> Records for the task
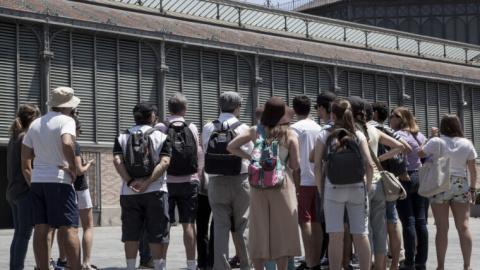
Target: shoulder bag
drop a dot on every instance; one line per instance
(435, 175)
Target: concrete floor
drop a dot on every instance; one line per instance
(108, 249)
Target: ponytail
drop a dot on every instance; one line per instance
(25, 116)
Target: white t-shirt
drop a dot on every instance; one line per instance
(307, 132)
(458, 149)
(323, 138)
(45, 138)
(161, 147)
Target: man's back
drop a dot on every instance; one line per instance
(307, 132)
(44, 137)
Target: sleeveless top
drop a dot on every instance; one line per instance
(17, 185)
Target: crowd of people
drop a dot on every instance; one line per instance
(267, 185)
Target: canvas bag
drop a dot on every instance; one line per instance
(435, 175)
(266, 170)
(392, 187)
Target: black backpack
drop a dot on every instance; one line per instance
(347, 166)
(217, 159)
(139, 159)
(396, 164)
(184, 149)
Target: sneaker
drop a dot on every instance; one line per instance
(234, 262)
(147, 265)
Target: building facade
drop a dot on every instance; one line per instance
(115, 55)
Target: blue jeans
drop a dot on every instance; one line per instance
(411, 212)
(23, 232)
(144, 248)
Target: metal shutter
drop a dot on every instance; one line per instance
(381, 89)
(444, 96)
(312, 88)
(369, 87)
(354, 84)
(325, 80)
(468, 114)
(8, 61)
(60, 65)
(245, 89)
(280, 80)
(149, 78)
(129, 88)
(454, 100)
(432, 106)
(421, 106)
(343, 82)
(265, 88)
(394, 93)
(83, 83)
(211, 86)
(191, 85)
(476, 116)
(296, 82)
(29, 77)
(228, 72)
(410, 92)
(107, 88)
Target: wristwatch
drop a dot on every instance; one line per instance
(130, 181)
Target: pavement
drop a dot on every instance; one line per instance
(108, 253)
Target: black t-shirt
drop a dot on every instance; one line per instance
(81, 182)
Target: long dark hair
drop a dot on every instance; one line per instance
(342, 109)
(25, 116)
(450, 126)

> The exercise
Print the whole listing above line for line, leaving out the picture.

> Solution below
Target: shoulder bag
drop a dot on every instance; one line per instance
(435, 175)
Target: concrete floor
drop a dot on every instance; one line per instance
(108, 249)
Target: ponytail
drop a dot on every instance; one line per instance
(25, 116)
Target: white t-shirt
drop a dot on every instance; one line per instance
(307, 132)
(458, 149)
(323, 138)
(45, 138)
(161, 147)
Target: man's back
drop a dot on every instance; one line per instance
(307, 132)
(44, 137)
Target: sleeveless top
drop a dot on every instance; one line per instance
(17, 185)
Target: crowd of people
drop a dot on every instance; one line per instance
(267, 185)
Target: canvas bag
drop a dot on every instance; one line per instance
(435, 175)
(266, 170)
(392, 187)
Target: black backpack
drop a dot on every instance; one line per instance
(347, 166)
(217, 159)
(139, 159)
(396, 164)
(184, 149)
Target: sneaker
drop a dot on every instance; one line per instance
(234, 262)
(147, 265)
Target: building facade
drop a dot on every instance; one line per instance
(115, 55)
Target: blue jeans
drop a dot on every instance; one line per instance
(411, 212)
(23, 232)
(144, 248)
Target: metal shutter
drop a dot on every instance; one line per instance
(381, 89)
(444, 96)
(312, 88)
(369, 87)
(354, 84)
(325, 80)
(468, 114)
(8, 61)
(60, 65)
(245, 89)
(280, 80)
(149, 78)
(129, 88)
(454, 100)
(432, 106)
(421, 106)
(343, 82)
(265, 88)
(394, 93)
(83, 83)
(211, 86)
(191, 85)
(476, 116)
(296, 82)
(29, 77)
(228, 72)
(410, 92)
(107, 88)
Target: wristwatch
drop a dot on every instance; one line per instance
(130, 181)
Target: pavement
drop a dot on every instance; one line per instance
(108, 253)
Target: black t-shirt
drop a dot on every instance; one line per instance
(81, 182)
Target: long dark hair
drop a dot on every instance; one line per instance
(342, 109)
(25, 116)
(450, 126)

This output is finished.